Die Europäische Organisation für Kernforschung (CERN) wird im Laufe des Jahres die Zusammenarbeit mit Hunderten von Wissenschaftlern einstellen, die Verbindungen zu Russland haben, erklärte der Sprecher des Labors, Arnaud Marsollier, am Dienstag gegenüber RIA Nowosti.
Das CERN betreibt den 27 Kilometer langen Großen Hadronen-Speicherring (englisch: Large Hadron Collider, LHC), der unter Beteiligung von Physikern aus vielen Ländern, darunter auch Russland, gebaut und 2010 in Betrieb genommen wurde. Er hat es Wissenschaftlern ermöglicht, die Existenz des Higgs-Bosons zu bestätigen, eines Teilchens, das anderen Teilchen wie Elektronen und Quarks Masse verleiht.
Der Status Russlands als CERN-Beobachterland wurde im März 2022 als Reaktion auf den Beginn der Moskauer Militäroperation in der Ukraine ausgesetzt. Einige Monate später entschied sich das in der Schweiz ansässige Labor gegen eine Verlängerung des Kooperationsabkommens mit Russland und erklärte, dass es sich an alle internationalen Sanktionen halten werde, die wegen des Konflikts gegen Moskau verhängt wurden.
Das bestehende Kooperationsabkommen mit Russland läuft am 30. November aus, so Marsollier.
“Im Moment haben wir weniger als 500 Spezialisten, die noch mit einer russischen Organisation verbunden sind”,
fügte er hinzu und erklärte, dass diese nach dem Auslaufen des Abkommens nicht mehr am CERN arbeiten können.

########################################

### Auftrag:
Schreib den Text über das CERN vollständig und Wort für Wort ab. Die Zeilen haben nichts mit dem Text über das CERN zu tun.

### Vorliegende Angaben:

########################################

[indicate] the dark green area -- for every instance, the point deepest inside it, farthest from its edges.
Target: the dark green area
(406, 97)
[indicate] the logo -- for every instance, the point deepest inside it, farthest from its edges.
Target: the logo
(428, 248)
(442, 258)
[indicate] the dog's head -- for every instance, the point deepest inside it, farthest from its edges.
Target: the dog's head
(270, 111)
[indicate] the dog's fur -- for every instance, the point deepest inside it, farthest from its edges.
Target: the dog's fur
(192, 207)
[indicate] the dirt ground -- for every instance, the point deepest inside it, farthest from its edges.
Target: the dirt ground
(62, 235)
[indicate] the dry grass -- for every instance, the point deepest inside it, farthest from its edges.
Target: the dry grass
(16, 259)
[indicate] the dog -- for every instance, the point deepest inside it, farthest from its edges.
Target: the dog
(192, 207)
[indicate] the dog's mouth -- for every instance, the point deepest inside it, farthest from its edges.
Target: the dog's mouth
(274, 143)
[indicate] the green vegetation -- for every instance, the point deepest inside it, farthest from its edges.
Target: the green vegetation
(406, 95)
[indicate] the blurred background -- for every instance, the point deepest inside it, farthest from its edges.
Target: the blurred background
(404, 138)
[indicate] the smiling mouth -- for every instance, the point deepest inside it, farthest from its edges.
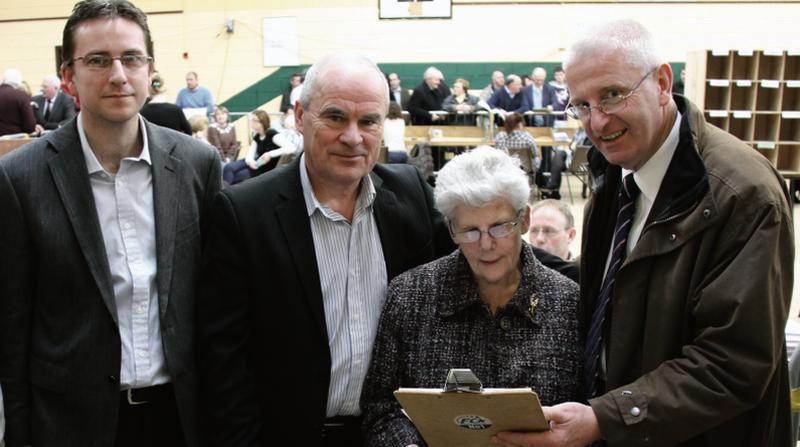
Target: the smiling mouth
(614, 135)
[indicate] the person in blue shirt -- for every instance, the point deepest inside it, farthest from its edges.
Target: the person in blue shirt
(195, 95)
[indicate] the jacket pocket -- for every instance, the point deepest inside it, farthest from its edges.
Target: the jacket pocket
(48, 376)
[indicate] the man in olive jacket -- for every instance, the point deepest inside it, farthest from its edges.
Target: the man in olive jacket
(692, 346)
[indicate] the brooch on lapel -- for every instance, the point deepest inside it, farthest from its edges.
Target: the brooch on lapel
(534, 304)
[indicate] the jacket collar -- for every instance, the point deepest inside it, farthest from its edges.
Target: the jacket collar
(465, 297)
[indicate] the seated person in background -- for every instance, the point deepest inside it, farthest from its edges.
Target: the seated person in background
(158, 111)
(53, 107)
(394, 134)
(498, 81)
(509, 98)
(517, 142)
(16, 113)
(222, 135)
(552, 228)
(396, 92)
(560, 86)
(199, 125)
(461, 101)
(427, 96)
(490, 306)
(262, 156)
(540, 96)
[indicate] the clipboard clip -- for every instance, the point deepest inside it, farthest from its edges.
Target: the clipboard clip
(462, 380)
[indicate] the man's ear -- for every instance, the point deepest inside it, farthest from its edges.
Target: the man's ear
(298, 117)
(67, 79)
(664, 73)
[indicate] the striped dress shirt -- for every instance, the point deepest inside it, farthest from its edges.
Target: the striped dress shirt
(353, 281)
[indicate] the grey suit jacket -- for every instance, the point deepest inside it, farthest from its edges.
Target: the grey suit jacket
(62, 110)
(59, 343)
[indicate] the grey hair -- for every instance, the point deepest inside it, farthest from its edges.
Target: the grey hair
(478, 178)
(432, 72)
(349, 60)
(52, 80)
(558, 205)
(12, 77)
(628, 36)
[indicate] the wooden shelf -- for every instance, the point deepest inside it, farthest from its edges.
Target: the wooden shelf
(754, 95)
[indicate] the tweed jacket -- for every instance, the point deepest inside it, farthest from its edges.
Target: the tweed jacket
(434, 320)
(695, 338)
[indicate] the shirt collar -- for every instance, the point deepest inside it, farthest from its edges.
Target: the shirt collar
(366, 194)
(651, 174)
(92, 164)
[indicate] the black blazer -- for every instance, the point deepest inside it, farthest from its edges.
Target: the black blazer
(262, 341)
(62, 110)
(60, 348)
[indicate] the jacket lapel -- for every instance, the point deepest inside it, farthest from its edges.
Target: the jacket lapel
(296, 227)
(166, 175)
(389, 226)
(71, 179)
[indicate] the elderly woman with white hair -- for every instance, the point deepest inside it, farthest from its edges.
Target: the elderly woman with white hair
(490, 306)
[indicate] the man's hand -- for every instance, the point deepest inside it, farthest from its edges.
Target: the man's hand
(571, 425)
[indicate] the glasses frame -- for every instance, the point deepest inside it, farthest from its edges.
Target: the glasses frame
(462, 238)
(139, 58)
(585, 112)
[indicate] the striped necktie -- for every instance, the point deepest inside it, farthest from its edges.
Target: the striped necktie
(594, 338)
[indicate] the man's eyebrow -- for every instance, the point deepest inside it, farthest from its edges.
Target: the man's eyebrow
(332, 110)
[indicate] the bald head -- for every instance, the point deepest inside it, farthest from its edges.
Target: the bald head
(342, 64)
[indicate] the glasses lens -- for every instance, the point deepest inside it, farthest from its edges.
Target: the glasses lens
(97, 61)
(467, 237)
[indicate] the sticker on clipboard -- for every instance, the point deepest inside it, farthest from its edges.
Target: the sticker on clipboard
(472, 422)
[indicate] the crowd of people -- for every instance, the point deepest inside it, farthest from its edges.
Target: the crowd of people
(143, 304)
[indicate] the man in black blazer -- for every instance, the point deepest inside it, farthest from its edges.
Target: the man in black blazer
(99, 252)
(296, 268)
(53, 107)
(544, 98)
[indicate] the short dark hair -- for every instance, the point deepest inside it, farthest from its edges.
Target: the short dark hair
(101, 9)
(512, 121)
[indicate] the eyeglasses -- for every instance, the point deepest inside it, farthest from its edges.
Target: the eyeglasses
(547, 232)
(103, 61)
(497, 231)
(610, 105)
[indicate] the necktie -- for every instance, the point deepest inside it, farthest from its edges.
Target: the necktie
(594, 338)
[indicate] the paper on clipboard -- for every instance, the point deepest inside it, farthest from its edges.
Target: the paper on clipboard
(471, 419)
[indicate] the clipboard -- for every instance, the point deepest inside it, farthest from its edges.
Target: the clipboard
(468, 418)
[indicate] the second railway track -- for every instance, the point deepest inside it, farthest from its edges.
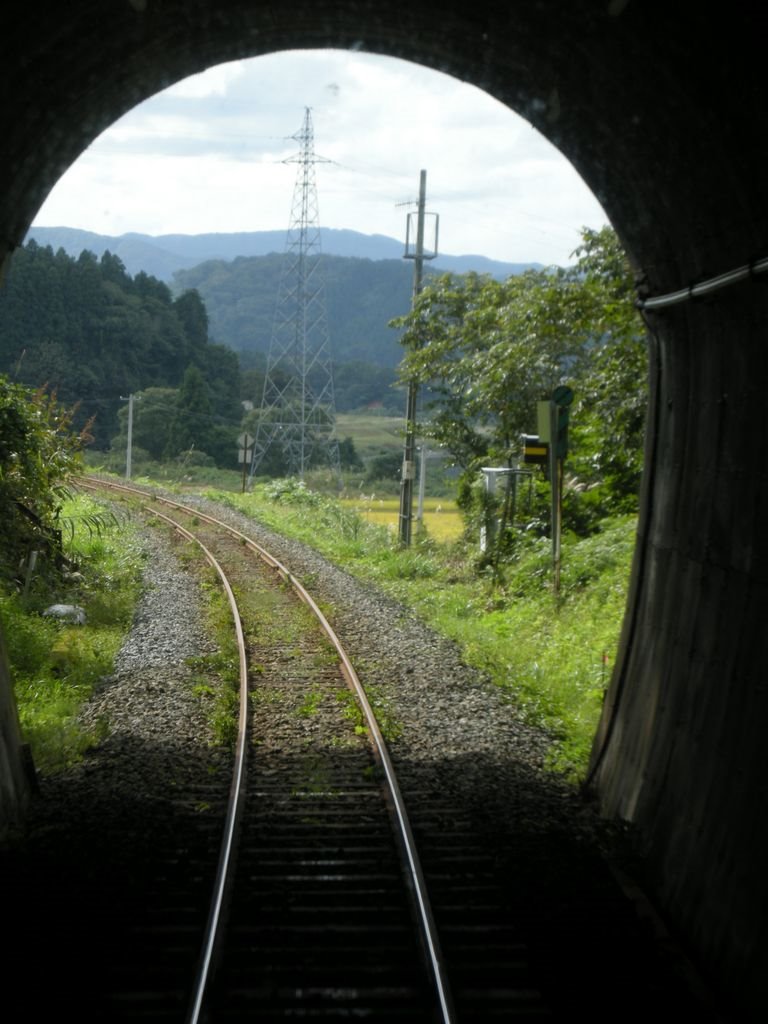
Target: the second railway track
(323, 908)
(317, 919)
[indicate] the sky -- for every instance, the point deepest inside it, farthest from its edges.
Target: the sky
(208, 155)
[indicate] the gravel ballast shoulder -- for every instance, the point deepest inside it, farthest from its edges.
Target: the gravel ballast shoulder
(460, 742)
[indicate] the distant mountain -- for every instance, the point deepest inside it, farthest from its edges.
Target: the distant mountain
(163, 256)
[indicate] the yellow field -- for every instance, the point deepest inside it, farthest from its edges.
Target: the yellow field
(441, 517)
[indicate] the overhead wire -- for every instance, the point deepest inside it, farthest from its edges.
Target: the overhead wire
(705, 287)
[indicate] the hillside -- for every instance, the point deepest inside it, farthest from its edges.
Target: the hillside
(361, 296)
(163, 255)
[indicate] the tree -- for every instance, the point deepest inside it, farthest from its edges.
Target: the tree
(38, 451)
(193, 421)
(609, 417)
(486, 351)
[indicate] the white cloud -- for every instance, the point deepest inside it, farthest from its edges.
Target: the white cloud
(206, 156)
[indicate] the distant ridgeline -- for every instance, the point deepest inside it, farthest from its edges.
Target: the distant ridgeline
(98, 317)
(368, 282)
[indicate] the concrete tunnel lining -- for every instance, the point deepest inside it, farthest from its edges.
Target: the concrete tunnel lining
(663, 111)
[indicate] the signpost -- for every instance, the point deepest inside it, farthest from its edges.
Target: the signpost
(245, 454)
(558, 449)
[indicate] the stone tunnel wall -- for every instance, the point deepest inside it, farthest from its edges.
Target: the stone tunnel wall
(664, 110)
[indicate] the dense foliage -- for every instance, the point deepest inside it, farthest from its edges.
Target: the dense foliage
(87, 330)
(487, 351)
(38, 451)
(361, 296)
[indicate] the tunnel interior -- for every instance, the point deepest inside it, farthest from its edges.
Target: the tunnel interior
(663, 112)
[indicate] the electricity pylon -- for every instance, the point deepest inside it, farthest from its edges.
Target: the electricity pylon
(298, 414)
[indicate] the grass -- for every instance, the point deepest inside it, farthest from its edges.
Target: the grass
(372, 434)
(441, 517)
(551, 654)
(56, 666)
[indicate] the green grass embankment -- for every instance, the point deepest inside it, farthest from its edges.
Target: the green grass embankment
(552, 654)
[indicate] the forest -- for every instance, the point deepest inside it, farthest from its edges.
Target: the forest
(481, 350)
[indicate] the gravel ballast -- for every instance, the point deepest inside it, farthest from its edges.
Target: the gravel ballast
(460, 747)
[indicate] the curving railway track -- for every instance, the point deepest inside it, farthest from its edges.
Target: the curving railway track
(308, 886)
(320, 903)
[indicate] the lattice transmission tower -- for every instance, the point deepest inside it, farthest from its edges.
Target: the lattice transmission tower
(298, 414)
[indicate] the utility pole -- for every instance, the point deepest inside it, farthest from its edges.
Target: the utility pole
(409, 455)
(129, 451)
(298, 414)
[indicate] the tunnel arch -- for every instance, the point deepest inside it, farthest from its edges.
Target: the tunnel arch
(662, 110)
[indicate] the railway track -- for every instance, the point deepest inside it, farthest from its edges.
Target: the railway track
(317, 911)
(320, 904)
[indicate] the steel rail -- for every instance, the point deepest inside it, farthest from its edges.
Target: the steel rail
(235, 804)
(415, 873)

########################################

### Antwort hier:
Die Europäische Organisation für Kernforschung (CERN) wird im Laufe des Jahres die Zusammenarbeit mit Hunderten von Wissenschaftlern einstellen, die Verbindungen zu Russland haben, erklärte der Sprecher des Labors, Arnaud Marsollier, am Dienstag gegenüber RIA Nowosti.
Das CERN betreibt den 27 Kilometer langen Großen Hadronen-Speicherring (englisch: Large Hadron Collider, LHC), der unter Beteiligung von Physikern aus vielen Ländern, darunter auch Russland, gebaut und 2010 in Betrieb genommen wurde. Er hat es Wissenschaftlern ermöglicht, die Existenz des Higgs-Bosons zu bestätigen, eines Teilchens, das anderen Teilchen wie Elektronen und Quarks Masse verleiht.
Der Status Russlands als CERN-Beobachterland wurde im März 2022 als Reaktion auf den Beginn der Moskauer Militäroperation in der Ukraine ausgesetzt. Einige Monate später entschied sich das in der Schweiz ansässige Labor gegen eine Verlängerung des Kooperationsabkommens mit Russland und erklärte, dass es sich an alle internationalen Sanktionen halten werde, die wegen des Konflikts gegen Moskau verhängt wurden.
Das bestehende Kooperationsabkommen mit Russland läuft am 30. November aus, so Marsollier.
“Im Moment haben wir weniger als 500 Spezialisten, die noch mit einer russischen Organisation verbunden sind”,
fügte er hinzu und erklärte, dass diese nach dem Auslaufen des Abkommens nicht mehr am CERN arbeiten können.